++++ Teks yang Diberikan ++++
Dia menyatakan bahwa alasan kita mencintai seseorang karena adannya hasrat untuk
mempercayai bahwa orang lain yang kita cintai akan membuat kita bahagia adalah
tidak sepenuhnya benar. Akan tetapi. Hasrat natural dan alamiah yang justru memanipulasi
kita agar kita bisa berkembang biak. Cinta yang kita cari itu kemudian
terefleksi ada pada diri anak-anak buah hubungan dua manusia. Ketika hasrat
seksual kita terpuaskan, kita terlempar kembali pada kehampaan dan kita hanya
sebatas berhasil melestarikan diri kita sebagai sebuah spesies.
Cinta adalah pelarian dari rasa
sepi, hal itu adalah pendapat peraih Hadiah Nobel asal Inggris Bertrand
Russell, tujuan kita mencintai adalah untuk memenuhi hasrat fisik dan
psikologis. Manusia didesain untuk menghasilkan keturunan, akan tetapi, tanpa
dorongan semangat yang bersifat adiktif, proses berketurunan tidak akan
memuaskan dan proses tersebut akan terhenti sepenuhnya.
Terlepas dai itu semua, rasa takut kita terhadap
kehampaan mendorong kita untuk membuat tembok pelindung yang kuat untuk
melindungi dan mengisolasi diri kita. Keindahan cinta, keintiman, kedekatan,
dan kehangatan menolong kita untuk menghadapi berbagai rasa takut yang muncul
dari luar, keluar dari tembok kesepian dan hidup seutuhnya sebagai seorang
insan. Rasa tersebut rasa terbaik yang pernah ada dalam kehidupan.
++++
* [Tujuan Latihan]
Lanjutkan tulisan tentang alasan manusia mencintai di atas, mulai setelah kalimat terakhirnya.
++++ Data Masukan ++++
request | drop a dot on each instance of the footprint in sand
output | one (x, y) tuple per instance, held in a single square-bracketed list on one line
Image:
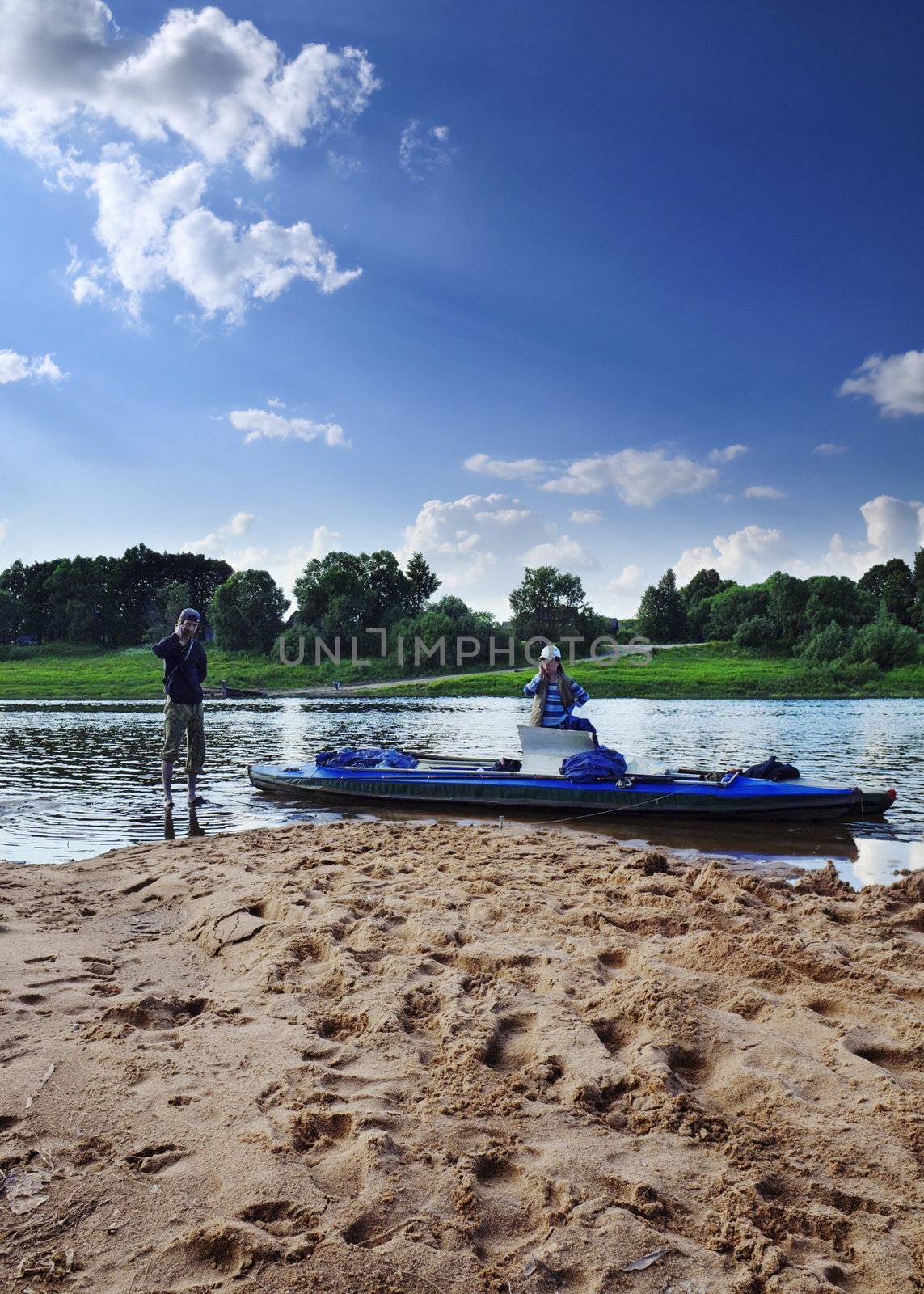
++++
* [Hasil Latihan]
Source: quotes.lifehack.org |
Sidhartha Gautama, sang Buddha
menyatakan bahwa kita mencintai karena kita mencoba memberikan kepuasan atas
hasrat yang paling mendasar dalam diri manusia. Akan tetapi, cinta itu sendiri
adalah merupakan salah satu sumber dari dosa dan penderitaan. Sehingga, Buddha mengajarkan
kepada manusia untuk bisa mengontrol hawa nafsu tersebut sehingga manusa bisa
berjalan menuju Nirwana.
Dalam Islam, Menikah, berpuasa,
dan menjauhi zina adalah cara-cara yang harus ditempuh oleh seorang muslim
sehingga tidak terjebak dalam hawa nafsu dan bisa mengontrol rasa cinta
terhadap lawan jenis. Merubah hasrat tersebut menjadi rasa damai, suci,
bijaksana, dan rasa kasih sayang dalam balutan Ibadah kepada Sang Pencipta.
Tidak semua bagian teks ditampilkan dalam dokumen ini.